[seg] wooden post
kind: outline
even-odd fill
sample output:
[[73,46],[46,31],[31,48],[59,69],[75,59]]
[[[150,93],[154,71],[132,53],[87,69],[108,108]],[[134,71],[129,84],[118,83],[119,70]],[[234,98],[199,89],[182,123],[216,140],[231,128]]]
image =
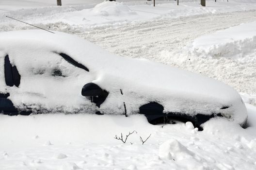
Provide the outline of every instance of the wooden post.
[[61,0],[57,0],[57,5],[61,6]]
[[201,5],[203,6],[206,6],[206,0],[201,0]]

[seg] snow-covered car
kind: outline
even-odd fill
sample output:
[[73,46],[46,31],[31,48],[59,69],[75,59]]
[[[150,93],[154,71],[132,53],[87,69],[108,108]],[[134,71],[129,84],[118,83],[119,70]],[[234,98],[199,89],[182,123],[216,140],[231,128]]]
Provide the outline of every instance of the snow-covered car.
[[221,82],[145,59],[117,56],[75,35],[0,33],[0,111],[144,114],[200,125],[214,117],[245,124],[240,96]]

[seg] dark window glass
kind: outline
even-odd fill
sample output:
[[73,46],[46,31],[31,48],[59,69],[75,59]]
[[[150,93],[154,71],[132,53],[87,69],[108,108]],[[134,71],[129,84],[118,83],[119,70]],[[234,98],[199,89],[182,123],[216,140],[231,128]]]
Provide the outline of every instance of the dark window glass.
[[89,71],[89,69],[88,69],[85,66],[74,60],[73,58],[72,58],[67,54],[64,54],[64,53],[59,53],[59,54],[60,56],[63,57],[63,58],[64,58],[65,60],[67,61],[68,63],[70,63],[72,65],[77,67],[78,68],[80,68],[83,69],[86,71]]
[[6,85],[18,87],[20,83],[20,75],[16,66],[12,66],[7,55],[4,58],[4,77]]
+++
Replace each "snow-covered car" in the rows above with "parked car" and write the rows out again, changing nothing else. Leave the pictures out.

**The answer**
[seg] wooden post
kind: outline
even-odd fill
sample output:
[[73,46],[46,31],[31,48],[59,69],[75,59]]
[[[150,93],[154,71],[132,53],[87,69],[108,108]],[[134,71],[129,84],[118,83],[119,70]],[[234,98],[199,89],[182,123],[216,140],[231,128]]]
image =
Provide the outline of every instance of the wooden post.
[[61,0],[57,0],[57,5],[61,6]]
[[201,5],[203,6],[206,6],[206,0],[201,0]]

[seg] parked car
kind: outline
even-odd fill
sample output:
[[73,46],[46,31],[31,48],[59,69],[75,59]]
[[[150,93],[154,71],[132,53],[87,69],[108,108]],[[134,71],[129,84],[118,83],[119,70]],[[234,98],[199,89],[182,123],[216,140],[231,128]]]
Provide the outline of every instance of the parked car.
[[221,82],[145,59],[117,56],[75,35],[0,33],[0,111],[144,114],[200,125],[214,117],[245,124],[240,96]]

[seg] dark window glass
kind: outline
even-odd fill
sample output:
[[73,46],[46,31],[31,48],[59,69],[75,59]]
[[[150,93],[154,71],[132,53],[87,69],[108,108]],[[134,71],[129,84],[118,83],[119,70]],[[234,98],[199,89],[182,123],[216,140],[231,128]]]
Provide the outline of every instance of the dark window glass.
[[89,71],[89,69],[88,69],[85,66],[74,60],[73,58],[72,58],[67,54],[64,54],[64,53],[59,53],[59,54],[60,56],[63,57],[63,58],[64,58],[65,60],[67,61],[68,63],[70,63],[72,65],[77,67],[78,68],[80,68],[83,69],[86,71]]
[[6,85],[18,87],[20,83],[20,75],[16,66],[12,66],[7,55],[4,58],[4,77]]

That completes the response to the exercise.